##### Input material
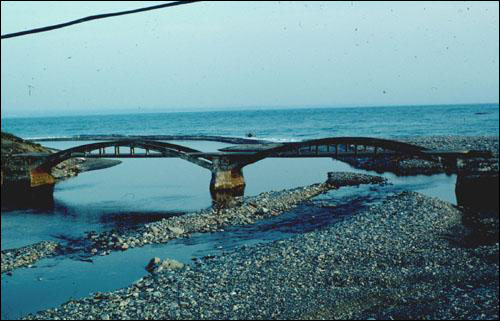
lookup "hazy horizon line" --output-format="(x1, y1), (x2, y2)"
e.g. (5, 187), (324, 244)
(0, 102), (499, 119)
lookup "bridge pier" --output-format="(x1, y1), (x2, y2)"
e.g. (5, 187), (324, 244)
(1, 168), (55, 208)
(210, 168), (245, 191)
(210, 157), (245, 194)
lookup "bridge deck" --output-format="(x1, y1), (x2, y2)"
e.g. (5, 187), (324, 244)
(12, 148), (490, 159)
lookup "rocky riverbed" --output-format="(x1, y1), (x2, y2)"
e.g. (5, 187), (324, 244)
(21, 192), (499, 320)
(1, 172), (386, 273)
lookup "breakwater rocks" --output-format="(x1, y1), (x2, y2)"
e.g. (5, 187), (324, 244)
(341, 136), (499, 175)
(21, 192), (499, 320)
(2, 241), (60, 273)
(87, 172), (386, 255)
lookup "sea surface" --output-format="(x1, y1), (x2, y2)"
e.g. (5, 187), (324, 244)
(1, 104), (498, 140)
(1, 104), (499, 320)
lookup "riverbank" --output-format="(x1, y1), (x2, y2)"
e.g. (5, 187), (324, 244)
(26, 192), (499, 320)
(1, 172), (386, 273)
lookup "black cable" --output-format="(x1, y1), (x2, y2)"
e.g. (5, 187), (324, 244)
(2, 1), (198, 39)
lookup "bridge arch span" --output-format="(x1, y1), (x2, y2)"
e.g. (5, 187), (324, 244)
(37, 139), (212, 172)
(242, 137), (437, 167)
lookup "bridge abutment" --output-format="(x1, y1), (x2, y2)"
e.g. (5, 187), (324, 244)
(210, 168), (245, 191)
(1, 165), (55, 208)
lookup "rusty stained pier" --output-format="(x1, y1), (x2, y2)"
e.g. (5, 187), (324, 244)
(5, 137), (491, 202)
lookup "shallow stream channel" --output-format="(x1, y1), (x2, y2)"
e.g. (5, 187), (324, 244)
(1, 142), (456, 320)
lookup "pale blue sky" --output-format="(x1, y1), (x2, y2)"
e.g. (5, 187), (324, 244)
(1, 1), (499, 117)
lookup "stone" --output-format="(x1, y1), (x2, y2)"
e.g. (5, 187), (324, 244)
(161, 259), (184, 270)
(146, 257), (161, 272)
(168, 226), (184, 235)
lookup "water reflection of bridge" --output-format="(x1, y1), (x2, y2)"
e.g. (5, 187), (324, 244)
(3, 137), (491, 205)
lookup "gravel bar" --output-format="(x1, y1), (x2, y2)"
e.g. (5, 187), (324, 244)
(87, 172), (386, 255)
(2, 172), (386, 273)
(2, 241), (60, 273)
(25, 192), (499, 320)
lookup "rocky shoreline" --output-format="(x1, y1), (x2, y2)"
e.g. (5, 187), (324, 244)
(1, 241), (60, 274)
(1, 172), (386, 273)
(21, 192), (499, 320)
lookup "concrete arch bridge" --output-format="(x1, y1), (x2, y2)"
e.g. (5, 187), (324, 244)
(7, 137), (491, 196)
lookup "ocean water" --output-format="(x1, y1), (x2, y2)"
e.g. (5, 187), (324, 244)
(1, 104), (499, 140)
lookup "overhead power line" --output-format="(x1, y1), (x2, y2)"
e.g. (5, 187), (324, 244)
(2, 1), (199, 39)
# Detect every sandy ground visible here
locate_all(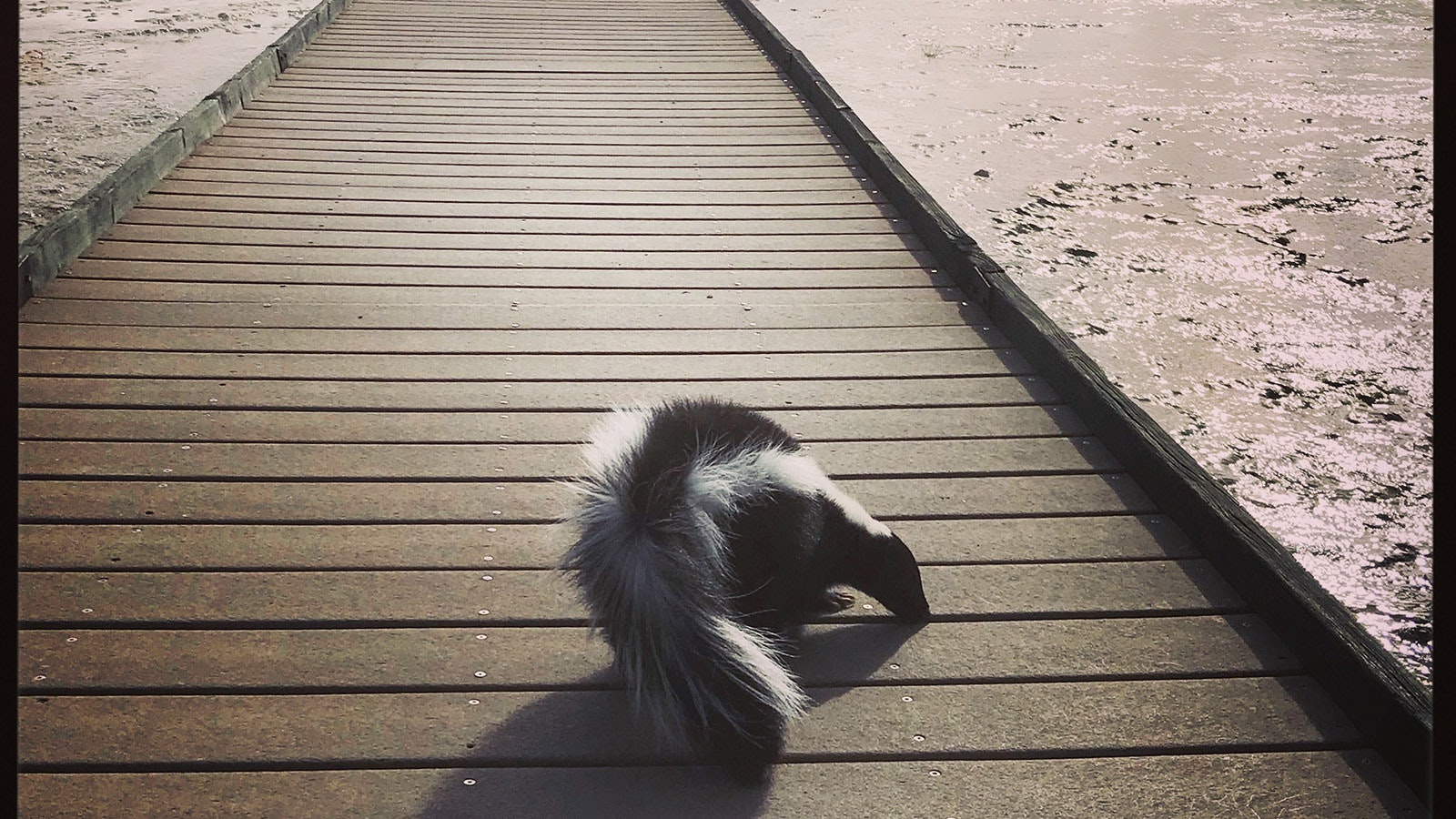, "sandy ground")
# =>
[754,0,1432,681]
[19,0,318,240]
[19,0,1432,679]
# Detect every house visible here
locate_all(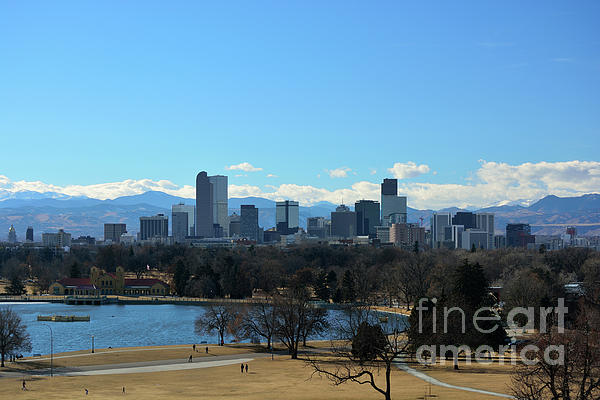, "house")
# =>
[48,267,170,296]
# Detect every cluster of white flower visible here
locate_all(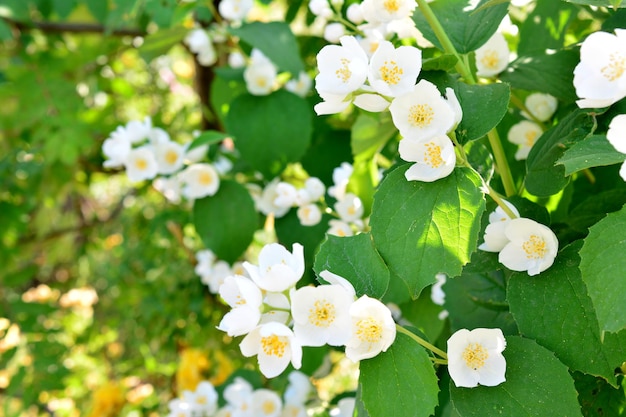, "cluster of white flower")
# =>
[448,328,506,388]
[574,29,626,108]
[168,371,313,417]
[479,202,559,276]
[218,243,396,378]
[507,93,558,161]
[102,117,220,202]
[248,177,326,226]
[309,0,420,45]
[476,32,511,78]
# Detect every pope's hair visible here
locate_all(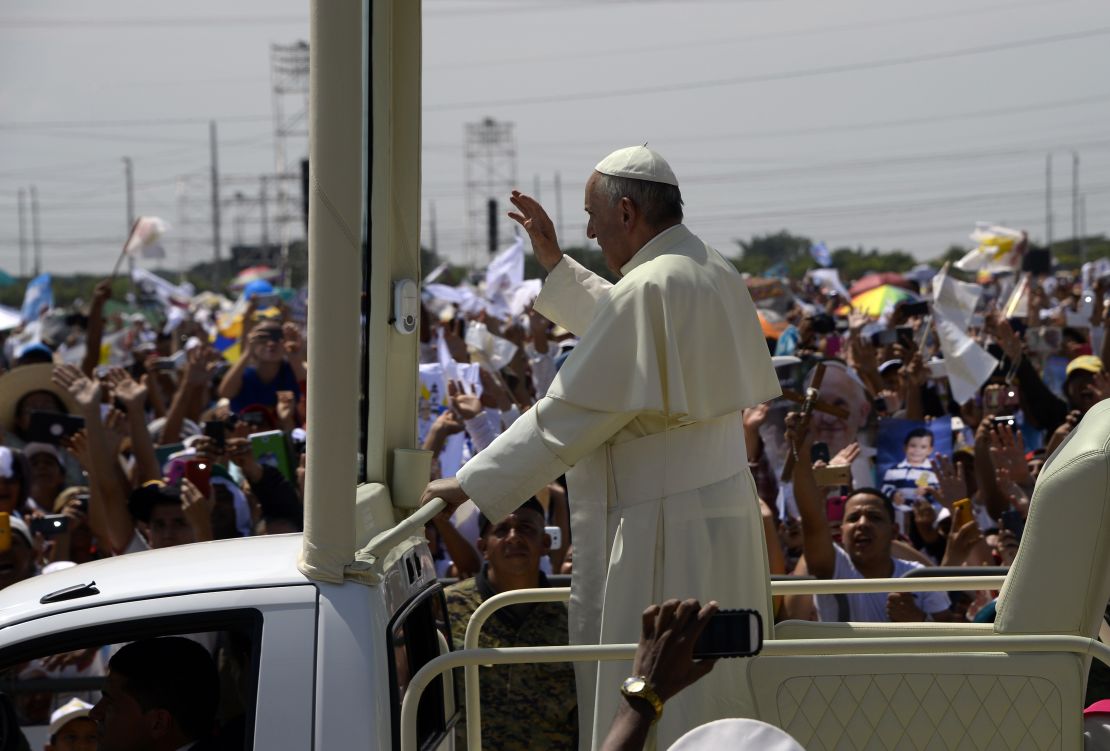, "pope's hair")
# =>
[596,173,683,226]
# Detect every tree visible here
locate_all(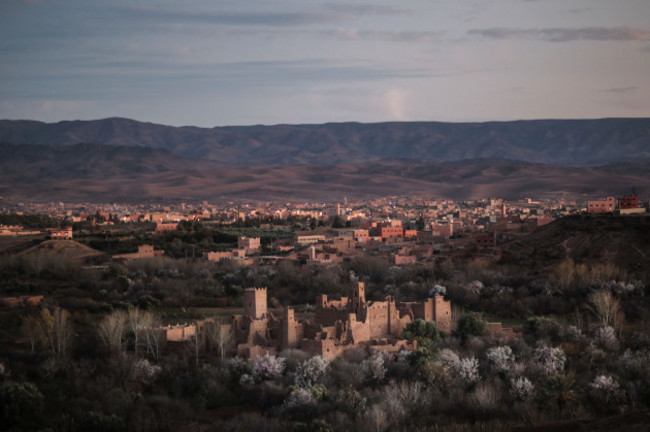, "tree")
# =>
[415,215,426,231]
[456,312,485,341]
[204,322,235,359]
[127,307,157,356]
[402,318,442,353]
[97,310,127,352]
[295,355,329,387]
[587,290,625,331]
[544,375,578,418]
[40,308,73,360]
[20,314,42,352]
[0,382,43,430]
[251,354,284,381]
##########
Retype the records from the beginning up to and including the line with "(5, 137), (491, 202)". Leave the pictures out.

_Answer to the exercise_
lookup "hazy horizon line" --output-format="(x1, y1), (x2, y2)"
e.g. (5, 187), (324, 244)
(0, 102), (499, 119)
lookup "bridge pier" --output-format="(x1, y1), (x2, y2)"
e.g. (5, 187), (324, 244)
(1, 168), (55, 208)
(210, 168), (245, 191)
(210, 157), (245, 194)
lookup "bridge deck" --output-format="(x1, y1), (x2, y2)"
e.g. (5, 187), (324, 244)
(12, 148), (490, 159)
lookup "rocky riverbed" --output-format="(x1, y1), (x2, y2)"
e.g. (5, 187), (324, 244)
(21, 192), (499, 320)
(1, 172), (386, 273)
lookup "breakwater rocks" --output-format="(x1, y1), (x2, y2)"
e.g. (5, 187), (324, 244)
(341, 136), (499, 175)
(21, 192), (499, 320)
(2, 241), (60, 273)
(87, 172), (386, 255)
lookup "sea surface" --output-format="(x1, y1), (x2, y2)"
e.g. (5, 187), (324, 244)
(1, 104), (498, 140)
(1, 104), (499, 320)
lookup "riverbank" --output-format="(x1, y1), (x2, y2)"
e.g. (5, 187), (324, 244)
(26, 192), (499, 320)
(1, 172), (386, 273)
lookup "black cable" --output-format="(x1, y1), (x2, y2)"
e.g. (5, 187), (324, 244)
(2, 1), (198, 39)
lookup "bridge arch span" --output-format="(x1, y1), (x2, y2)"
e.g. (5, 187), (324, 244)
(37, 139), (212, 172)
(242, 137), (437, 167)
lookup "bridge abutment" --output-format="(x1, y1), (x2, y2)"
e.g. (5, 187), (324, 244)
(210, 168), (245, 191)
(1, 165), (55, 208)
lookup "rusty stained pier" --output-format="(x1, y1), (x2, y2)"
e.g. (5, 187), (324, 244)
(5, 137), (491, 202)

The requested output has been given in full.